Task requirements
Render every line of the items below as a numbered list, leaving out any blank lines.

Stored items

********

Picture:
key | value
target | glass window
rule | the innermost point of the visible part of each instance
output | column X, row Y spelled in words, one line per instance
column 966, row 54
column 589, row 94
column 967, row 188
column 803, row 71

********

Task solution
1. Picture:
2. key | value
3. target | glass window
4. rule | the innermost point of the visible part of each instance
5. output | column X, row Y spelled in words, one line per instance
6. column 966, row 54
7. column 589, row 94
8. column 967, row 188
9. column 803, row 71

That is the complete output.